WHAT IS BEING ASKED: Emit the data below verbatim, stripping out any pictures.

== SUPPLIED ENTRIES ==

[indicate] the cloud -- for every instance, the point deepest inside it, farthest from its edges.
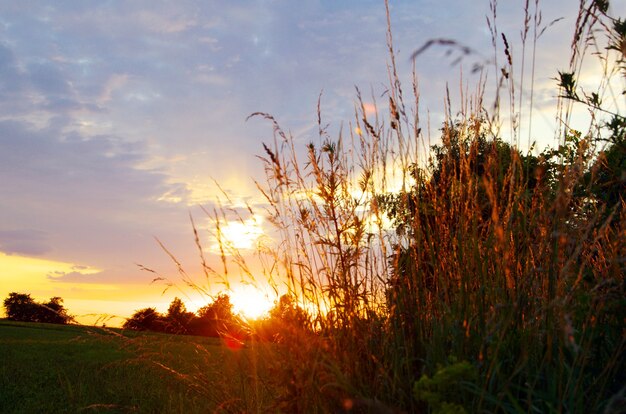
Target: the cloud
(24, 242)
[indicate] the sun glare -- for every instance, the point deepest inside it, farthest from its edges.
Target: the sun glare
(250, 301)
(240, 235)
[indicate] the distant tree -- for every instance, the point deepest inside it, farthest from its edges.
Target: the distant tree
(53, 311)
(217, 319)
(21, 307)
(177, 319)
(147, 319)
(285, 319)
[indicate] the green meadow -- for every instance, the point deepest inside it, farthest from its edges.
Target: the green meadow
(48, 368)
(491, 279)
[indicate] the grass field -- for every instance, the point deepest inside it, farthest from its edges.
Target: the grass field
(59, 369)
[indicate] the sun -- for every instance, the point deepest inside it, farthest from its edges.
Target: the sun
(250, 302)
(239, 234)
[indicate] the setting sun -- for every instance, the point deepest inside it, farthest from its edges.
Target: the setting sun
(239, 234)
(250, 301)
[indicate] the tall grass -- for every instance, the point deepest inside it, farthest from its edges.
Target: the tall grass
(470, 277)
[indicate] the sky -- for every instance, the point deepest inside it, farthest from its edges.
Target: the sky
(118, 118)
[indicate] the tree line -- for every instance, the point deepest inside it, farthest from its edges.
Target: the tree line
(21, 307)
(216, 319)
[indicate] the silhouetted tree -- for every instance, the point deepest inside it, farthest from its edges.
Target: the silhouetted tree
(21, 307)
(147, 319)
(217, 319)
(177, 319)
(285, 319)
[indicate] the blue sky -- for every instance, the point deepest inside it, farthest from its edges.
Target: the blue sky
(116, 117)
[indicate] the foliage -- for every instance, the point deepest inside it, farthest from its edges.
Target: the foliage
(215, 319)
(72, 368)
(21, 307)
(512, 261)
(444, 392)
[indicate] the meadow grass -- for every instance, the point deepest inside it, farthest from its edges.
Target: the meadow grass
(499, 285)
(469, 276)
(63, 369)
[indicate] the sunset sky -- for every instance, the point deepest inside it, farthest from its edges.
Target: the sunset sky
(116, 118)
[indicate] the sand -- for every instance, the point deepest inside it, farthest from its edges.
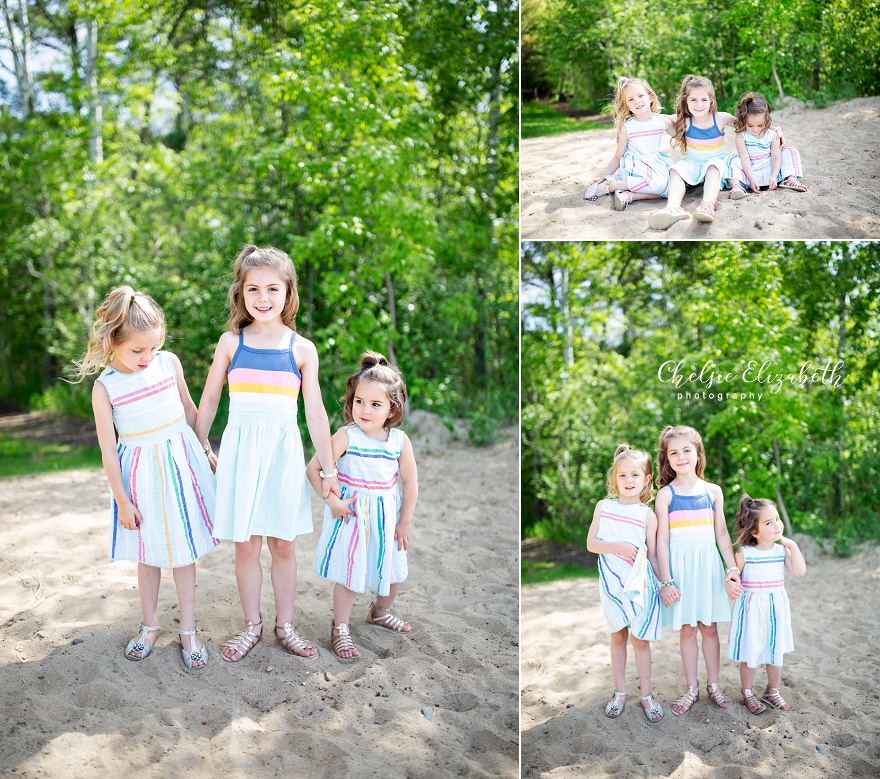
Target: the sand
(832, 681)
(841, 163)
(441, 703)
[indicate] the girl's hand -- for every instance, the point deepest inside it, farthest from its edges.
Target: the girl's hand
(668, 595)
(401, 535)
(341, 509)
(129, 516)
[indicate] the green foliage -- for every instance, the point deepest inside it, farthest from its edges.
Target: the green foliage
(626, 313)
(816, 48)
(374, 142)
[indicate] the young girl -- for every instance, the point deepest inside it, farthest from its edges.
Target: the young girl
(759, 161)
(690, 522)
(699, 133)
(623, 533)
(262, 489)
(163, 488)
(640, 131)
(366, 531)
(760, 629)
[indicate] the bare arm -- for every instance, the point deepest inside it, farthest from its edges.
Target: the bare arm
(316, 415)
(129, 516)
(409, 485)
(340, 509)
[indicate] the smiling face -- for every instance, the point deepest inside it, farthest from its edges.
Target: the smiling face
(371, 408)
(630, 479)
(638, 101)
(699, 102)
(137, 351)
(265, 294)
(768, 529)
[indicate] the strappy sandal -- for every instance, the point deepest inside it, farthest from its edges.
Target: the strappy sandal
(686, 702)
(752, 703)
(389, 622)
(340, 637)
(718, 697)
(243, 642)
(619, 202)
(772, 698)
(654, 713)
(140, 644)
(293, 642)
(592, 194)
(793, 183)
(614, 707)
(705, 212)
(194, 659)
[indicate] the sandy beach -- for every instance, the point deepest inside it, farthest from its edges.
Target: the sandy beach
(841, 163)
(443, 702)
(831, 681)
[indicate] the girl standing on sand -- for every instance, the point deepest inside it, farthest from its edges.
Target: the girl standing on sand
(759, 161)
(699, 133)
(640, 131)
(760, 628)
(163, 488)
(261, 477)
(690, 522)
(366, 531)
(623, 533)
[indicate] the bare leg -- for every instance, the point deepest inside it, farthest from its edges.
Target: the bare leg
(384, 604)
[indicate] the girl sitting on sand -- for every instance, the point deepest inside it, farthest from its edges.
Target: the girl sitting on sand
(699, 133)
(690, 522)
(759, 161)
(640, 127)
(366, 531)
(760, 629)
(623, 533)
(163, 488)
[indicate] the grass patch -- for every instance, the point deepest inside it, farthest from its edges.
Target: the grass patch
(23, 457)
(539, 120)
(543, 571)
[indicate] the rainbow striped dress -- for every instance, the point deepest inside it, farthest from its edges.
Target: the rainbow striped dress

===

IN RESPONSE:
[indicate] the cloud -- for every instance, the point deepest inside it, farthest from its edges.
Target: the cloud
(24, 242)
[indicate] the sun glare -- for every instance, the point deepest inside it, farthest from its edges.
Target: the sun glare
(250, 301)
(240, 235)
[indicate] the distant tree -- for every instance, the point deepest inside it, farthest from its edges.
Target: the distant tree
(53, 311)
(217, 319)
(21, 307)
(177, 319)
(147, 319)
(285, 319)
[indicate] the green meadow -- for every instance, the point deepest inside it, farthest from its edges.
Target: the green meadow
(48, 368)
(491, 279)
[indicate] the grass field -- for every instance, the point deepest inside it, farthest from its edges.
Target: the grass field
(59, 369)
[indicate] the sun -- for every instance, the point deepest inside it, farthest from its edges.
Target: the sun
(250, 302)
(239, 234)
[indicate] the setting sun -- for every instance, the point deepest inside it, farthest from its edges.
Target: the setting sun
(239, 234)
(250, 301)
[indicate] the tall grass -- for every instance, the point deepest inside it, farthest from its edges.
Target: the tall grass
(470, 277)
[indicate] the sky -- for every instance, the point deepest inside it, farthest from its edges.
Target: the sky
(118, 118)
[indicate] the tree line -- for every instance, the point deepest inside it, farthest from its edges.
Target: the tree line
(21, 307)
(216, 319)
[indicate] the silhouetted tree -- for every instance, the point deepest inside it, farthest from its edges.
Target: the silhouetted tree
(21, 307)
(147, 319)
(217, 319)
(177, 319)
(285, 319)
[indicate] the blue sky -- for every instance, the point deepest inside it, farthest from its edges.
Target: the blue sky
(116, 117)
[indicate] the foliage -- for every instance, the point deepest inside it, farthest from its edges.
Target: the foliage
(215, 319)
(72, 368)
(21, 307)
(512, 261)
(444, 392)
[indicate] the meadow grass -- for every instance, the point deepest inside it, farthest from its edges.
Target: the meadow grass
(499, 285)
(469, 276)
(63, 369)
[indicate] the sunset sky -- for every instance, the point deepest inside it, farthest from its edges.
Target: the sunset sky
(116, 118)
[indicate] the sand -- for every instance, the point deepest inside it, farthest from its edges.
Target: the sand
(832, 681)
(841, 163)
(441, 703)
[indicate] the girl's hand -- for every instance, the point deepest inside it, farthest from its edges.
Target: the girl's hand
(668, 595)
(401, 535)
(341, 509)
(129, 516)
[indicate] the green foliage -- for every instance, the point deepest inside it, farthest from its edges.
Target: the green foliage
(626, 313)
(816, 48)
(374, 142)
[indicate] the young girl -- for every instance, the point deepest inside it, farthest from its edges.
Target: the young girl
(759, 161)
(690, 522)
(699, 133)
(623, 533)
(262, 489)
(163, 488)
(640, 131)
(366, 531)
(760, 629)
[indicate] the bare arm -- for every instance, the point deepest inside it, farthest from its edges.
Target: the bare arm
(316, 415)
(129, 516)
(409, 485)
(340, 509)
[indicate] the smiling face -- for every instance, the point deepest inside it, farthest from its edges.
Target: the smiling face
(371, 408)
(630, 479)
(638, 101)
(699, 102)
(137, 351)
(265, 294)
(768, 529)
[indicate] the strappy sandal -- for every instance, the point deepest inside it, farthest from its edges.
Target: the strappy sandal
(686, 702)
(752, 703)
(389, 622)
(340, 637)
(718, 697)
(243, 642)
(619, 202)
(772, 698)
(654, 713)
(140, 644)
(293, 642)
(592, 194)
(793, 183)
(614, 707)
(705, 212)
(194, 659)
[indicate] the sandy beach -- for every instance, the point deepest inside it, farthest from its edges.
Target: the sandy beach
(841, 163)
(443, 702)
(831, 681)
[indicate] the girl standing on sand -- for every instance, the point deepest inside it, farthest from its edges.
Target: the girl standing on sand
(759, 161)
(699, 133)
(640, 131)
(760, 628)
(163, 488)
(261, 477)
(690, 522)
(366, 531)
(623, 533)
[indicate] the bare leg -- for every instance, the point deepest inside it, farthest from its edges.
Target: the bare leg
(384, 604)
[indicate] the girl sitting on sand -- for every instance, the point deepest inside it, farthest from its edges.
Target: the girl sitting on sand
(699, 133)
(690, 522)
(759, 161)
(640, 127)
(366, 531)
(760, 629)
(623, 533)
(163, 488)
[indicate] the grass patch -- for every instance, the point deepest inside it, farthest from its edges.
Target: the grass patch
(23, 457)
(539, 120)
(543, 571)
[indicate] the rainbow striped dress -- for every instance, the point deepest inside it, farthest from its edges.
Target: the rainbow striped dress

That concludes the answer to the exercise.